■ Supplied entries
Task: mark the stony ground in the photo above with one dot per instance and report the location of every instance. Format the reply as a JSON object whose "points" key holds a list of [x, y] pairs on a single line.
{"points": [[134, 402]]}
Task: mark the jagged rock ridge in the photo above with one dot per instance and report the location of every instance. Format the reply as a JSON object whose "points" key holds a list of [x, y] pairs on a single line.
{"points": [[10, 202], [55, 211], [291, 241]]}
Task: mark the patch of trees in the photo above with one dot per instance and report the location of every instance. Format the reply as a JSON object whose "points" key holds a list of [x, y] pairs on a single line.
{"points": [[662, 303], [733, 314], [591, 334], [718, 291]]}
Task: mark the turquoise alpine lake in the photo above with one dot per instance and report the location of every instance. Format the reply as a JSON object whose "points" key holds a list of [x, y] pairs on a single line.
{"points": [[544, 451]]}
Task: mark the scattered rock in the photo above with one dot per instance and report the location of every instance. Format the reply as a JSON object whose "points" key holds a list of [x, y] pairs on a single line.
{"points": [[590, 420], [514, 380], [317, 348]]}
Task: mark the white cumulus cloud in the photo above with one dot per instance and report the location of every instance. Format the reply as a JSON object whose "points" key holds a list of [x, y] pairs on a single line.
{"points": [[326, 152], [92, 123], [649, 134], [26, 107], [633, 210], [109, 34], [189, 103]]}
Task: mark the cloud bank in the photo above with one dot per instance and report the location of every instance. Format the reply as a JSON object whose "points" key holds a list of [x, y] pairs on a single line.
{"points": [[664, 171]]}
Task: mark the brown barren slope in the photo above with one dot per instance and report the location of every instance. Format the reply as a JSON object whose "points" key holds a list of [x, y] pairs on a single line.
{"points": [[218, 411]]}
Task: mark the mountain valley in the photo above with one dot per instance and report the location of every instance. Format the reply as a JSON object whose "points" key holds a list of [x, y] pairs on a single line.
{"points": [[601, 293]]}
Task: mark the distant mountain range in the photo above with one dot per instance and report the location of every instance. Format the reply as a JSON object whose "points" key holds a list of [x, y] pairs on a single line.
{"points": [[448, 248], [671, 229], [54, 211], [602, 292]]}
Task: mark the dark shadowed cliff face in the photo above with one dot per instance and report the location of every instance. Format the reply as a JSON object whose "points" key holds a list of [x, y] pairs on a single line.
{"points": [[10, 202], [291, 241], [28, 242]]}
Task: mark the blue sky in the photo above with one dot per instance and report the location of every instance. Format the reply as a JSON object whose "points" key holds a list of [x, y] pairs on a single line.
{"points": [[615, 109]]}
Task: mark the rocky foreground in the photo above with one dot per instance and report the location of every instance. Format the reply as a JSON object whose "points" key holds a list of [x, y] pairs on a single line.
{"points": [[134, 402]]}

■ Exercise requirements
Once you have read the records, repeat them all exactly.

■ Output below
Task: mark the stony ground in the photo above with one dot per instance and report the location of every instance. Format the reply as a JSON object whose "points" key holds a list of [x, y] pairs on a single line.
{"points": [[134, 402]]}
Task: mark the jagged rock ridge in the photo above with one dot per instance and report the location of every instance. Format the reply as a JSON object whose "points" key holds a list of [x, y] pairs on a single line.
{"points": [[10, 202], [55, 211], [291, 241]]}
Task: mark the patch of trees in the photo above with one dot per instance and report the location of every instance. Format the reply as a JSON object whose "points" key holds a list of [x, y] pairs on a single line.
{"points": [[662, 303], [733, 314], [591, 334], [718, 291]]}
Task: mark the turquoise alpine lake in the photo above with one dot per instance and report the location of every instance. Format the reply as a JSON object whose "points" key holds a list of [x, y] pairs on a single line.
{"points": [[544, 451]]}
Task: mark the scattered rock in the photo above with one dot per instance and report the location of every instance. Format the reply as a JSON object whose "points" key holds a list of [x, y] pairs on a single line.
{"points": [[590, 420], [514, 380], [317, 348]]}
Task: mark the white cumulus cloud in the photo above with one dot per instance and report the location of every instance. Format the reply as a JSON object whose "points" key holds a list of [x, y] pairs on a single line.
{"points": [[326, 152], [92, 123], [649, 134], [26, 107], [633, 210], [109, 34], [189, 103]]}
Task: mark the cloud bank in the photo above with one dot per instance and report the location of every instance. Format the reply as a JSON object whose "points" key holds a list of [x, y] pairs on a single line.
{"points": [[664, 171]]}
Task: mark the brown barren slope in the photo above with one dot per instance and report the location of every instance. Format the reply as a JSON object whose "points" key holds a list of [x, y] pairs on a single line.
{"points": [[218, 411]]}
Task: mark the mountain valley in the photo above with one dot per instance and report the location of every instance. Format the reply as a JSON object whose "points" key holds a list of [x, y] pairs on a single line.
{"points": [[601, 293]]}
Task: mark the distant mountain range in the photo above with one dot per instance and report the location of every instance. Format the reply as a JSON object whose "points" key holds a list of [x, y] pairs on a single line.
{"points": [[448, 248], [671, 229], [54, 211], [602, 292]]}
Task: mark the dark shadowed cliff face in the photo above with one dot per instance and report the location of every instance. Format the reply as a JSON object whose "points" key holds a list of [x, y] pairs on a single line.
{"points": [[10, 202], [291, 241], [28, 242]]}
Task: mark the blue sky in the photo above with one dot per instance and report the location of every instance. Format the reply as a JSON object whose "points" key holds a list of [x, y] pairs on a single line.
{"points": [[615, 109]]}
Task: mark the rocky foreground in the photo above with one dot per instance and report the location of every instance. Format the reply as a JSON object whose "points" key holds a list of [x, y] pairs on a single line.
{"points": [[134, 402]]}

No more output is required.